• Selected text:
I’d go with #4. If rates are going up you want to shorten up duration as much as possible.
D(FLOATING) = .5 x Reset Period = .5 x .25 = .125
D(FIXED) = .75 x Maturity = .75 x 2 = 1.5 years.
If we want to reduce duration, we want to pay fixed(-); receive floating (+), so .125 - 1.5 = -1.375 would reduce the company’s sensitivity to rates moving higher the most.
I’m thinking 2 because you want duration to be close to 0 to have the least amount of interest rate sensitivity.
My understanding is negative duration will give you the same amount of sensitivity to a position with the same positive amount of duration. The only difference is that the negative duration will mean your position value increases with rate increases and decreases with rate decreases.
I realize I didn’t make mention of the company’s original portfolio. But it is assumed to be 0.

• Data extract:
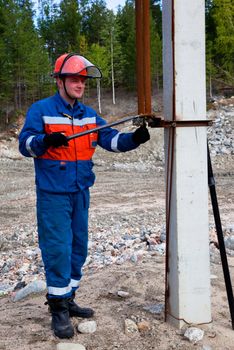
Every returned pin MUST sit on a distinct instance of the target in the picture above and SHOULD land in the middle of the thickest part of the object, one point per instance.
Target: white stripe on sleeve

• Task set:
1/ From the discussion of swap duration, list every duration figure that results from a calculation.
2/ Carry the discussion of swap duration forward from its final sentence.

• Results of the tasks:
1/
- .125 (floating)
- 1.5 years (fixed)
- -1.375 (pay fixed, receive floating)

2/
CFA Institute’s historical position has been that you want the swap with the smallest notional value; that’s the one with the longest net duration.
Coincidentally or not, your understanding is correct.
@S2000magician what’s the intuition for the relationship between the swap with the smallest notional value corresponding to the longest net duration?
I don’t know anything about intuition, but I can give you some understanding.
Changing the duration of a fixed income portfolio involves adding or subtracting a given amount of money duration. For a given amount of money duration, if the duration increases, the money (value) must decrease, and vice versa.